JOBS -
(A) Add 19 to each coordinate in the answers of the records below the short story reviews, then give all the record lines again, with the requests included. Leave the pictures out.
(B) Pick up the November 2015 short story reviews after their last sentence and continue the text.

SELECTED TEXT -
— Start —

Short story reviews for November 2015

October might belong to pumpkin spice, but November is for wood smoke and bare branches. For winds grown biting and sharp, and tender plants withering after a hard frost. Already I’m burrowing under too many blankets and dreaming of the next hot chocolate. As we near the end of the calendar year, it seems as if every conversation turns to stories of families: found, constructed, inherited, discarded. At work, holiday and vacation plans have shifted from exotic or expensive locales to gathering or avoiding loved ones. Families crowd into the TV listings and movie showtimes in all shapes and forms: functional, dysfunctional, familiar, unrecognizable, loving, deeply disturbed. Whatever you’re looking for in a family (or the absence of one), here are a few of my recent fictional favorites:


Let’s Tell Stories of the Deaths of Children by Margaret Ronald (2800 words)
Strange Horizons, October 2015

In the mornings she shakes loose any feathers that have gathered during the night (down comforter, she explained to a coworker who noticed one in her hair; that was years ago), then before she eats or washes or does anything else, she crams her feet into her boots. Stylish boots, though that’s incidental; only custom-made boots will fit over the scabby talons that twinge and clench even after she’s shod.

She takes the bus to work. It goes by three different schools, but she usually misses their morning rush. If anyone notices her gazing out the window, they put it down to the morning sleep-glaze that still clings to most other riders.

— End —

EXERCISE MATERIALS -
— Start —

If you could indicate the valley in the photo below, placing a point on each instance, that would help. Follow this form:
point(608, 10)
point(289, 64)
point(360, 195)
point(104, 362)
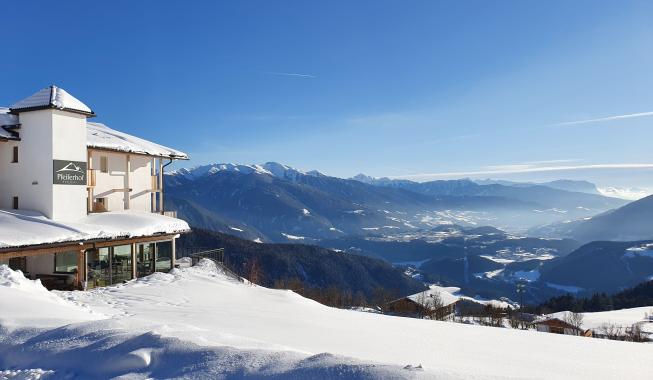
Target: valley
point(485, 237)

— End —

WRITTEN RESPONSES -
(A)
If you could indicate the valley in the photo below, placing a point on each instance, that would help. Follow this form:
point(608, 10)
point(289, 64)
point(360, 195)
point(104, 362)
Target: valley
point(504, 256)

(B)
It’s been decades since she stole any children. Centuries, maybe.

Lilly, once known by other names, built herself a new life, or fell into one. It’s small and nondescript enough to allow her to pass for ordinary. She works in the company of women and idly watches the way entertainment takes stories of tragedy and loss to fuel individual stories. In doing so, Lilly buries her nature and her past — the family she was denied, the families she destroyed and created. But she’s grown perhaps too comfortable, and we start to see the cracks in her resolve. Chief among them is the woman in her office who is hugely pregnant and unafraid to give voice to her fears: all the ways in which the world endangers children and safety and complacency. Lilly starts to remember the value of her old life, or at least to convince herself that it meets a need the world has forgotten it has.


So Much Cooking by Naomi Kritzer (8700 words)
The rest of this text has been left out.